**Assignment**:
I would like you to transcribe all of the data exactly.

**Material supplied**:
# # # #

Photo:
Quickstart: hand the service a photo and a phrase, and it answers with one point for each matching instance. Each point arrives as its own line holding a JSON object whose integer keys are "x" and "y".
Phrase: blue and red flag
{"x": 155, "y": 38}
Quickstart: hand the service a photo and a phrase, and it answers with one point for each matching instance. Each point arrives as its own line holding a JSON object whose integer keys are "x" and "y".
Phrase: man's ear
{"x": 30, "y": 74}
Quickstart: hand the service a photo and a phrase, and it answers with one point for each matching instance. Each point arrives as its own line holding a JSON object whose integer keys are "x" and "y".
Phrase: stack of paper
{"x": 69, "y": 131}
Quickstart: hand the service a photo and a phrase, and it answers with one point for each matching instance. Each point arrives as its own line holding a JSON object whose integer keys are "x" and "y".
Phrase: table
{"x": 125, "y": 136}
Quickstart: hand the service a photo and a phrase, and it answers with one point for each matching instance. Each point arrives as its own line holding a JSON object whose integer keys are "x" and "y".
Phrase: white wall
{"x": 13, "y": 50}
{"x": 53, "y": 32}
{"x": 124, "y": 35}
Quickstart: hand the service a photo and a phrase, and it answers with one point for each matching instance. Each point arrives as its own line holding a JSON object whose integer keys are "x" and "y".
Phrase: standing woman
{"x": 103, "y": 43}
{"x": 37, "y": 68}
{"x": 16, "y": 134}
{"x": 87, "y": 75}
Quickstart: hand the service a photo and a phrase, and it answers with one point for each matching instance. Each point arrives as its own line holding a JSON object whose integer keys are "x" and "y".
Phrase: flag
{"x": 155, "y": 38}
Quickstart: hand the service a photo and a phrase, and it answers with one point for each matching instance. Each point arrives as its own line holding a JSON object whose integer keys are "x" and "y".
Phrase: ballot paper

# # # #

**Answer**:
Photo:
Quickstart: hand the service a photo and a phrase, and it answers with one point for each matching instance. Each point arrives as its own line holding a JSON object whose integer keys are "x" and "y".
Phrase: blue and red flag
{"x": 155, "y": 38}
Quickstart: hand the service a photo and a phrase, and it answers with one point for each matching instance. Each point arrives as its own line holding a JSON object whose integer keys are "x" and "y".
Phrase: man's ear
{"x": 30, "y": 74}
Quickstart: hand the service a photo and a phrase, and it answers with one point for each matching instance. Each point arrives as its own line holding a JSON object whose integer keys are "x" and "y".
Phrase: stack of paper
{"x": 69, "y": 131}
Quickstart: hand the service a photo and a phrase, and it answers with one point for each matching instance. Each point arrives as its own line holding a JSON object whose integer keys are "x" and "y".
Phrase: table
{"x": 125, "y": 136}
Quickstart: hand the service a photo and a phrase, and it answers with one point for each matching instance. Each point arrives as its own line holding a JSON object whose integer keys are "x" and "y".
Phrase: white wall
{"x": 13, "y": 50}
{"x": 53, "y": 32}
{"x": 124, "y": 35}
Quickstart: hand the service a photo and a phrase, and it answers with one point for each matching instance. Each point arrives as its own line holding a JSON object whose integer keys are "x" and "y".
Phrase: standing woman
{"x": 103, "y": 43}
{"x": 37, "y": 68}
{"x": 16, "y": 134}
{"x": 87, "y": 75}
Quickstart: hand the service a photo and a phrase, and it answers with one point for each matching instance. Each point arrives as its own line holding a JSON object whose integer keys are "x" and "y".
Phrase: flag
{"x": 155, "y": 38}
Quickstart: hand the service a photo and a phrase, and it answers with one point for each matching instance. Each point arrives as its own line holding a JSON object whose integer keys are "x" and "y".
Phrase: ballot paper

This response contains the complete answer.